SHORT TASK:
Rewrite the lines below, changing every "drop one point per instance" to "place one point on each instance" and leaving everything else unchanged. Omit the pictures from your answer.

## Start SOURCE RECORDS

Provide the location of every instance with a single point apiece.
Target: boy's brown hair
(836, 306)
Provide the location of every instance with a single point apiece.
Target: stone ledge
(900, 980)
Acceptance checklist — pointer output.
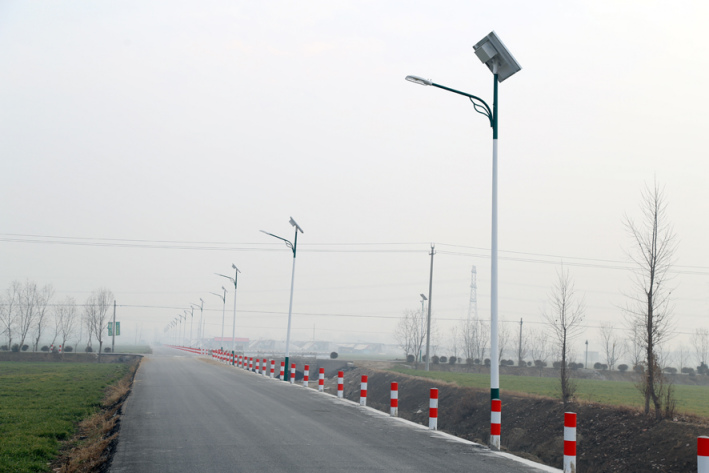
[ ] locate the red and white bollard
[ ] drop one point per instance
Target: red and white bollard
(363, 391)
(495, 423)
(569, 442)
(703, 454)
(433, 410)
(394, 410)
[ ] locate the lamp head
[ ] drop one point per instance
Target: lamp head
(494, 54)
(419, 80)
(292, 222)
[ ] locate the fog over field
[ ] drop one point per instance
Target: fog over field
(144, 145)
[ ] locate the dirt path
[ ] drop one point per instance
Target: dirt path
(610, 439)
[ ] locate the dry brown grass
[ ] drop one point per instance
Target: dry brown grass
(97, 435)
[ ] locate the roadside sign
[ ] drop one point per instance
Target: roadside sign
(110, 329)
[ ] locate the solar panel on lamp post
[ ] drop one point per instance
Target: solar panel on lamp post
(293, 246)
(495, 55)
(233, 327)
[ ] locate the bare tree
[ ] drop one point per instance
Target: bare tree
(700, 343)
(652, 252)
(98, 314)
(522, 345)
(9, 307)
(637, 345)
(42, 298)
(67, 314)
(539, 348)
(27, 310)
(565, 315)
(613, 346)
(410, 332)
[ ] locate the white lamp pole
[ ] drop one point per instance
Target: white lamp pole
(233, 326)
(495, 55)
(293, 246)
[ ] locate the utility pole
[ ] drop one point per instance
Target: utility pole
(430, 295)
(519, 353)
(113, 342)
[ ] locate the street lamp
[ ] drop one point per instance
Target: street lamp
(223, 298)
(199, 327)
(293, 246)
(233, 326)
(493, 53)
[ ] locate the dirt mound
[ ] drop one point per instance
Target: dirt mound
(610, 439)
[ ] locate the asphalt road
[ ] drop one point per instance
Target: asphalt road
(186, 414)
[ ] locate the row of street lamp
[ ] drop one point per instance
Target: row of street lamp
(177, 327)
(493, 53)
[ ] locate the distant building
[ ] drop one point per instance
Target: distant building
(225, 342)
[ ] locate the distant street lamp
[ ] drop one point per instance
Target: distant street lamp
(293, 246)
(233, 326)
(493, 53)
(223, 298)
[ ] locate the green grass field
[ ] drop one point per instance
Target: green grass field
(690, 399)
(40, 403)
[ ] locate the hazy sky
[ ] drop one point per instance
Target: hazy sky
(204, 122)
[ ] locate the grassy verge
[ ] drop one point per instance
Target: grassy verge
(690, 399)
(41, 403)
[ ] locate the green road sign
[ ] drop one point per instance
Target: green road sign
(110, 329)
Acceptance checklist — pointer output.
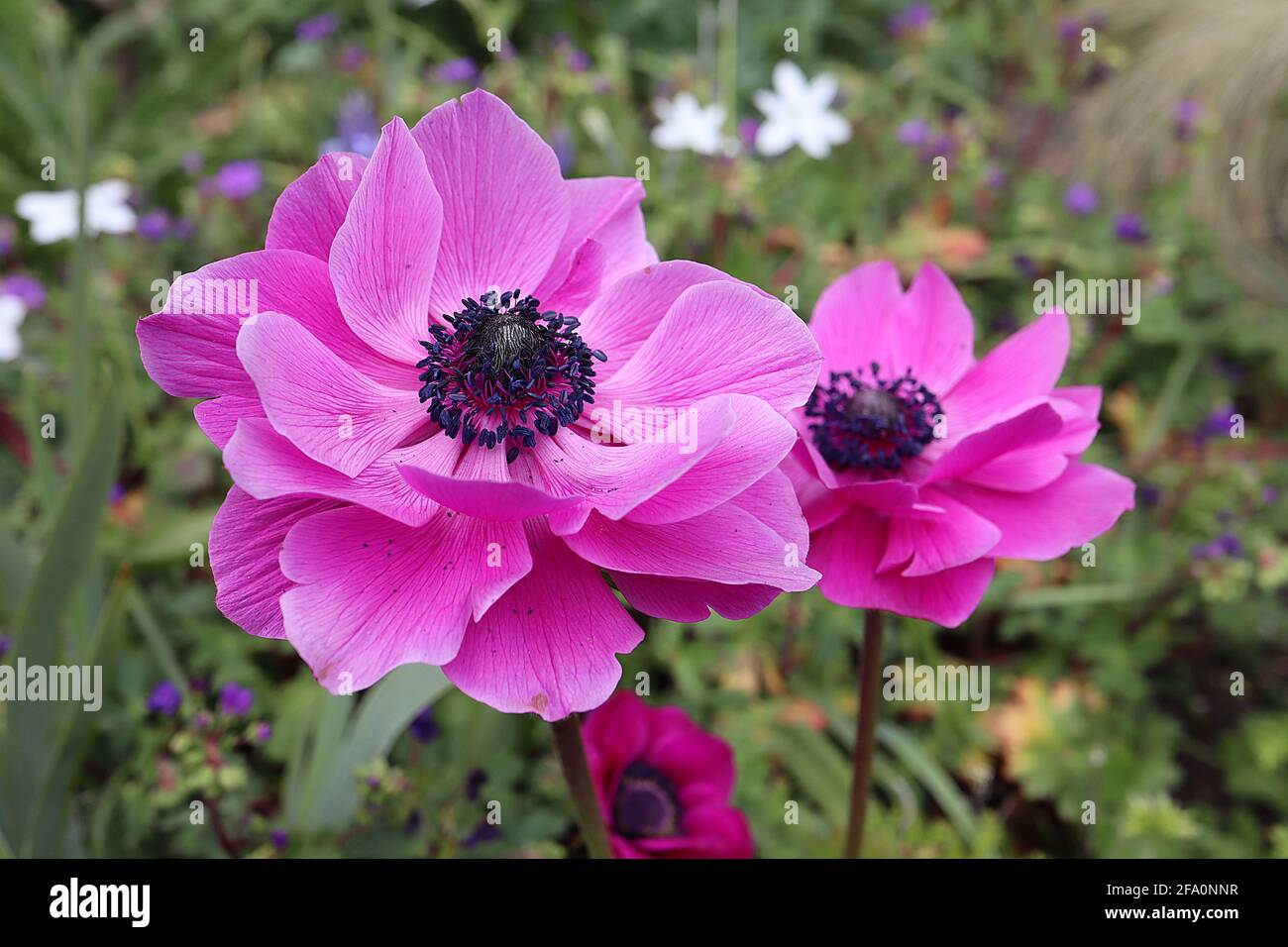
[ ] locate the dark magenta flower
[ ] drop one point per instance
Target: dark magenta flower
(235, 698)
(1129, 228)
(664, 784)
(26, 289)
(239, 179)
(1081, 198)
(918, 467)
(165, 698)
(317, 29)
(910, 18)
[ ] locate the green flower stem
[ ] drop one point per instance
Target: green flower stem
(581, 789)
(866, 728)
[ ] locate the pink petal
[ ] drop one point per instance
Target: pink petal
(584, 282)
(932, 333)
(189, 348)
(382, 257)
(848, 553)
(267, 466)
(218, 418)
(853, 318)
(496, 500)
(505, 204)
(310, 209)
(606, 210)
(374, 594)
(722, 545)
(1051, 521)
(930, 543)
(549, 644)
(973, 451)
(245, 539)
(330, 411)
(1024, 367)
(1022, 471)
(756, 441)
(690, 600)
(627, 312)
(720, 338)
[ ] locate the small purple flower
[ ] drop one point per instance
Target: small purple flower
(912, 132)
(1216, 424)
(352, 56)
(317, 27)
(29, 289)
(1186, 116)
(357, 129)
(239, 179)
(910, 18)
(165, 698)
(1081, 198)
(424, 727)
(154, 226)
(1026, 265)
(1129, 228)
(483, 832)
(458, 71)
(235, 698)
(8, 235)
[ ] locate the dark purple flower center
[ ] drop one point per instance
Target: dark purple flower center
(872, 424)
(647, 805)
(503, 371)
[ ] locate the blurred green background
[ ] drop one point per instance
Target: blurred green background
(1109, 684)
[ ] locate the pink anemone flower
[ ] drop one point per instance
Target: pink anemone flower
(402, 385)
(918, 467)
(664, 784)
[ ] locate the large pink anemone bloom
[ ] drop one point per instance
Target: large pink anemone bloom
(664, 784)
(420, 474)
(918, 467)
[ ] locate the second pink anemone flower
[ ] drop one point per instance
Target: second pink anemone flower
(918, 467)
(406, 408)
(664, 784)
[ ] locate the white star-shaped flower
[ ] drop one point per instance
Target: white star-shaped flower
(797, 112)
(12, 312)
(688, 124)
(53, 214)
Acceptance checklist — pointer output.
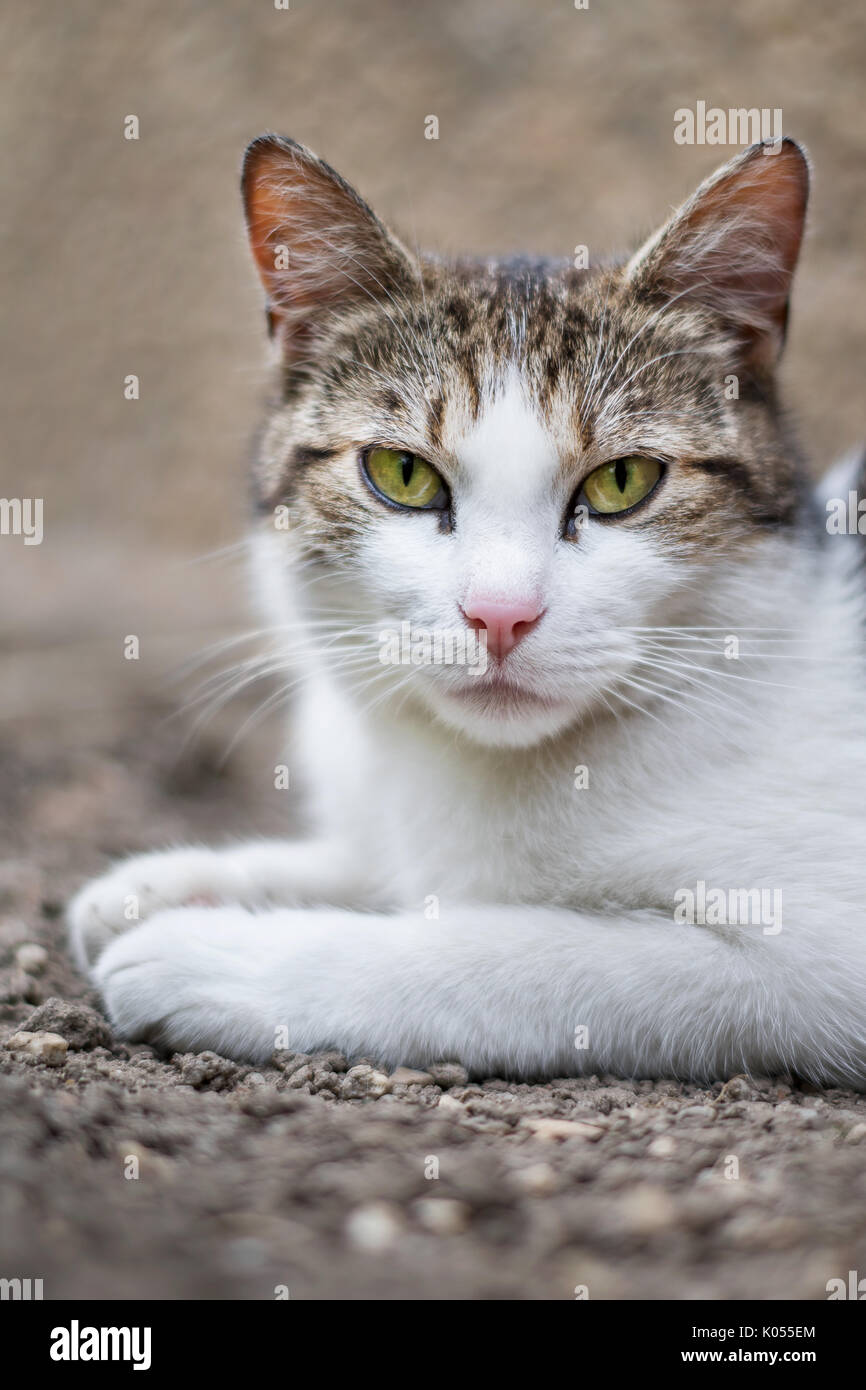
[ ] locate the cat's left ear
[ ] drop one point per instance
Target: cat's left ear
(733, 246)
(319, 248)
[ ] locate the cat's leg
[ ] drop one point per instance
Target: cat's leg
(268, 872)
(501, 988)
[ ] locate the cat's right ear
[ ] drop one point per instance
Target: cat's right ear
(317, 246)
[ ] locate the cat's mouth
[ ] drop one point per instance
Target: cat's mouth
(499, 697)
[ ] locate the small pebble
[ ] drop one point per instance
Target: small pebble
(49, 1047)
(374, 1226)
(407, 1076)
(537, 1179)
(32, 958)
(442, 1215)
(551, 1129)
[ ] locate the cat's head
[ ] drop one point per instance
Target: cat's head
(556, 459)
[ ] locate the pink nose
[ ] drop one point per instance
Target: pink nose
(506, 624)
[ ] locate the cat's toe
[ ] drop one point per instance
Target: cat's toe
(174, 983)
(134, 891)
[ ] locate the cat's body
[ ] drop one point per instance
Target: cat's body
(673, 697)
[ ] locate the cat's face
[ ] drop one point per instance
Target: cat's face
(558, 460)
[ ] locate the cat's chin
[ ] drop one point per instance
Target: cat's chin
(502, 717)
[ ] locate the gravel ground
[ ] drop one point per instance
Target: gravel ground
(324, 1176)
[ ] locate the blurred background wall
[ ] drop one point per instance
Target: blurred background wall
(127, 256)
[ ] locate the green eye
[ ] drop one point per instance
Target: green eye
(405, 478)
(619, 485)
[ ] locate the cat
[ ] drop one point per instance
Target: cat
(630, 837)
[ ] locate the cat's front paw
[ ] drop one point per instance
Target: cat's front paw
(136, 888)
(192, 980)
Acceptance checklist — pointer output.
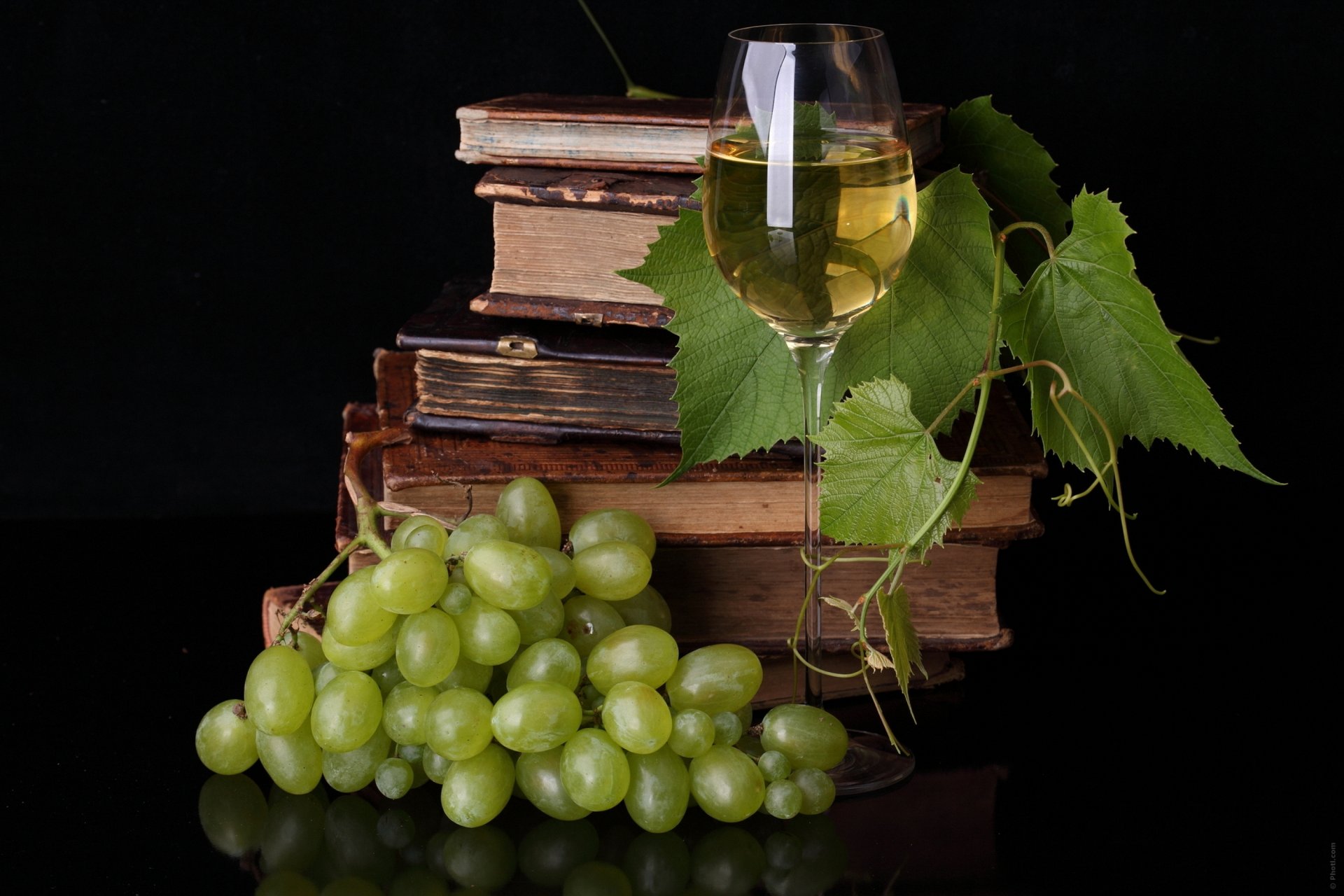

## End SOURCE RECORDS

ANSWER:
Provide the location of every instance with a single point apiece.
Target: boy's brown hair
(836, 306)
Provide the location of every instance with a single point apiece.
Target: stone ledge
(900, 980)
Acceptance checklist — pointer output.
[ ] locate the red and white bollard
[ ] place one point on each instance
Target: red and white bollard
(363, 391)
(495, 423)
(569, 442)
(703, 454)
(433, 410)
(394, 410)
[ ] locate the lamp head
[ ] place one point on each instance
Target: lamp head
(494, 54)
(419, 80)
(292, 222)
[ ] locate the fog over field
[ ] place one point on each instance
Target: fog over field
(144, 145)
[ ] locate the dirt path
[ ] place one point on each instance
Target: dirt path
(610, 439)
[ ] locate the dry brown grass
[ ] place one point on each instance
Target: dry brown grass
(97, 435)
[ ] locate the roadside sign
[ ] place one point on each instance
Target: roadside sign
(110, 329)
[ ] locate the solar panel on lamp post
[ ] place one point on each instance
Target: solar panel on lamp post
(293, 246)
(495, 55)
(233, 327)
[ ] locate the bare tree
[ ] place one point on each instance
Target: bare tree
(700, 343)
(652, 252)
(98, 314)
(522, 345)
(9, 307)
(637, 345)
(42, 298)
(67, 314)
(539, 348)
(27, 310)
(565, 315)
(613, 346)
(410, 332)
[ ] locate the white lamp pole
[ ] place one point on each instance
Target: white lamp pole
(233, 326)
(495, 55)
(293, 246)
[ ] locate the utility pole
[ ] place one point on each instance
Target: utility pole
(430, 295)
(519, 353)
(113, 342)
[ ] locate the street lamp
[ ] place one point on each instance
Target: street lamp
(223, 298)
(199, 327)
(293, 246)
(233, 326)
(493, 53)
[ ] locate the dirt mound
[ ] place one point on each instance
Target: dirt mound
(610, 439)
[ ] locate the asphalt road
[ ] place one point on each instance
Target: asphalt road
(186, 414)
[ ] locate the row of street lamp
[ ] place one point on each instance
Target: row of street lamp
(177, 327)
(493, 53)
[ ] locate the distant building
[ ] place one point on each instance
Target: distant building
(225, 342)
[ ] locate the distant street lamp
[ ] place one point on each instance
Target: distant street lamp
(293, 246)
(233, 326)
(493, 53)
(223, 298)
[ ] locate the green grass field
[ ] place one point on each instance
Target: green grass field
(690, 399)
(40, 403)
[ ] locate the hazy sky
[ ] place one point on each instance
Target: hazy sky
(204, 122)
[ ] locate the grassy verge
[ ] place one point on each instance
Target: grassy verge
(690, 399)
(41, 403)
[ ] locate the green road sign
[ ] place one point on each instance
Target: green road sign
(110, 329)
Acceptance checklist — pointer output.
[ ] locate the dark magenta flower
[ ] place one point on each instance
Target: dark magenta flower
(235, 698)
(1129, 228)
(664, 784)
(26, 289)
(239, 179)
(1081, 198)
(918, 467)
(165, 698)
(317, 29)
(910, 18)
[ ] locate the green flower stem
[ ] place one point on each instance
Target: green flower stem
(581, 789)
(866, 728)
[ ] locate the pink petal
[ ] place one point on each instance
Target: pink petal
(584, 282)
(932, 333)
(189, 348)
(382, 257)
(848, 553)
(267, 466)
(218, 418)
(853, 318)
(496, 500)
(505, 204)
(310, 209)
(606, 210)
(374, 594)
(722, 545)
(1051, 521)
(930, 543)
(549, 644)
(973, 451)
(245, 539)
(330, 411)
(1024, 367)
(1022, 471)
(756, 441)
(690, 600)
(627, 312)
(720, 338)
[ ] locate the small purple flower
[ ] place one point on each instance
Target: small purple flower
(912, 132)
(1216, 424)
(352, 56)
(317, 27)
(29, 289)
(1186, 116)
(357, 129)
(239, 179)
(910, 18)
(165, 698)
(1081, 198)
(424, 727)
(154, 226)
(1026, 265)
(1129, 228)
(483, 832)
(458, 71)
(235, 698)
(8, 235)
[ ] locate the dark purple flower center
[ ] place one point on each instance
Target: dark purple flower center
(872, 424)
(647, 805)
(503, 371)
[ ] locate the blurred green background
[ ] place one point on each instance
Target: blurred green background
(1109, 684)
[ ] locate the pink anemone flower
[ ] place one point on each instance
Target: pink anemone flower
(402, 385)
(918, 467)
(664, 784)
[ ] locate the large pink anemone bloom
[ ] place one point on each instance
Target: large pink anemone bloom
(664, 784)
(420, 474)
(918, 467)
[ ] locate the second pink anemone flower
[ ] place one point on each instance
Target: second pink anemone flower
(918, 467)
(406, 408)
(664, 784)
[ ] locate the white star-shaped flower
[ ] place one point on each instance
Target: white star-shaped flower
(797, 112)
(12, 312)
(688, 124)
(53, 214)
Acceptance checklist — pointer output.
[ ] locate the cat's left ear
[ ] place one point on each instance
Target: cat's left ear
(733, 246)
(319, 248)
[ ] locate the cat's leg
[ ] place one point on each instance
Target: cat's leg
(268, 872)
(501, 988)
[ ] locate the cat's right ear
[ ] place one point on each instance
Target: cat's right ear
(317, 246)
[ ] locate the cat's mouth
[ ] place one point on each instance
Target: cat's mouth
(499, 697)
[ ] locate the small pebble
[ ] place one point on each instance
Target: small pebble
(49, 1047)
(374, 1226)
(407, 1076)
(537, 1179)
(32, 958)
(442, 1215)
(551, 1129)
[ ] locate the cat's head
[ ] place one point on each instance
Target: cat's head
(556, 459)
[ ] locate the pink nose
[ ] place one point on each instance
Target: pink nose
(506, 624)
[ ] locate the cat's toe
[ ] place one point on each instance
Target: cat's toe
(174, 983)
(134, 891)
[ ] locate the cat's body
[ ] place one point on each instance
Target: cat's body
(673, 697)
[ ] locate the cat's face
[ ] place one point on each instance
Target: cat's face
(558, 460)
[ ] locate the cat's chin
[ ] place one point on each instance
Target: cat's chin
(502, 717)
[ ] locate the gravel ground
[ ] place one point on each instance
Target: gravel ground
(324, 1176)
[ ] locate the blurred background wall
[ ] place one point on each instance
Target: blurred background wall
(127, 256)
[ ] locate the green eye
[ ] place one point on each instance
Target: green eye
(405, 478)
(619, 485)
[ ] locate the cat
[ ] place one point on each instance
Target: cat
(630, 837)
[ ] locate the cat's front paw
[ ] place one point on each instance
Target: cat's front paw
(136, 888)
(192, 980)
Acceptance checklist — pointer output.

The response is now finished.